>> Start

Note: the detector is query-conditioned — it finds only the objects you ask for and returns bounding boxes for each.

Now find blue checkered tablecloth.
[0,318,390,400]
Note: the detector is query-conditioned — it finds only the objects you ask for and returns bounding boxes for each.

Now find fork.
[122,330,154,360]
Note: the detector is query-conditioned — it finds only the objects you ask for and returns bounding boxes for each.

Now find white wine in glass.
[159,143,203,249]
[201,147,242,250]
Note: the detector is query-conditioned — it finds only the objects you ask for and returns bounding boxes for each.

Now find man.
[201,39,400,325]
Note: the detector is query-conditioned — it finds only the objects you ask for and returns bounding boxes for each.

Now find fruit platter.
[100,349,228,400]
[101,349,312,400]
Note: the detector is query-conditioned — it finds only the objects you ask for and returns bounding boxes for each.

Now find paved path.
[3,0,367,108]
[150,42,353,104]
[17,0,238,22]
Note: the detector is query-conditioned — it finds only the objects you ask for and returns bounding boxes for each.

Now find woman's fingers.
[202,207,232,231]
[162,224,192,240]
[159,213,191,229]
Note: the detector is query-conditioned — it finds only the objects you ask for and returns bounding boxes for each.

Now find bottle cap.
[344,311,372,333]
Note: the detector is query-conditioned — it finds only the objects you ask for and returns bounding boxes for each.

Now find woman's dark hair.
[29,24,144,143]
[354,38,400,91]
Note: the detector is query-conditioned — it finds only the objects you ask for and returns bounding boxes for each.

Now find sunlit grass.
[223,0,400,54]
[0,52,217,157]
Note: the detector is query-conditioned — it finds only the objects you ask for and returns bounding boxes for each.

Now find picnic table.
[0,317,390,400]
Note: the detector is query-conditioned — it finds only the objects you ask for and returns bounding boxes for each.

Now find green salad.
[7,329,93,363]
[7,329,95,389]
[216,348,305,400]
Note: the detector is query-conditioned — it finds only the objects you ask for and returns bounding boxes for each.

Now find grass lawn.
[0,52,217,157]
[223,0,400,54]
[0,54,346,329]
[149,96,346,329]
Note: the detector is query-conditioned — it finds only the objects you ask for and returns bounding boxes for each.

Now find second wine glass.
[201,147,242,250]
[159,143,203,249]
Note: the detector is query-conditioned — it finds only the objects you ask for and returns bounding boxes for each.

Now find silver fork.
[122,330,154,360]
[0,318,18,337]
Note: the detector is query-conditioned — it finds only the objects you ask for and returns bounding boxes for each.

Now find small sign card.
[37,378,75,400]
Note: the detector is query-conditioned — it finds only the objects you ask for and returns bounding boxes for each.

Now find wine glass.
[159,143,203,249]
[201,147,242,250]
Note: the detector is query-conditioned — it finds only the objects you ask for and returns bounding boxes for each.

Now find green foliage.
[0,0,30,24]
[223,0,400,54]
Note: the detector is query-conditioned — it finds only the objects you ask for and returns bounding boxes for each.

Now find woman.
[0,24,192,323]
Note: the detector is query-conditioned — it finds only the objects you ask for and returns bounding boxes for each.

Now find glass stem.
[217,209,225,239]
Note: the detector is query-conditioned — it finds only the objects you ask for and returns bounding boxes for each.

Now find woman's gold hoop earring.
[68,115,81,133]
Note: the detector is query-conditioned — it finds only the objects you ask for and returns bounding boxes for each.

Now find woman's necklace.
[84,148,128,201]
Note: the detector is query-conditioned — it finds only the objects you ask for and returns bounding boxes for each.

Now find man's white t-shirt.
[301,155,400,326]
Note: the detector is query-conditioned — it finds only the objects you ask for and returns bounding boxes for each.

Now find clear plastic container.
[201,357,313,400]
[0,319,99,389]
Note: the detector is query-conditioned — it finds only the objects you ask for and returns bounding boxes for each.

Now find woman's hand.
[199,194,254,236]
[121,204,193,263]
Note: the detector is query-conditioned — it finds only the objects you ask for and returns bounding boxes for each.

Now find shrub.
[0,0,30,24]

>> End

Exercise - How many lines of the rows contain the word "white"? Give only the number.

Response for this exercise - 2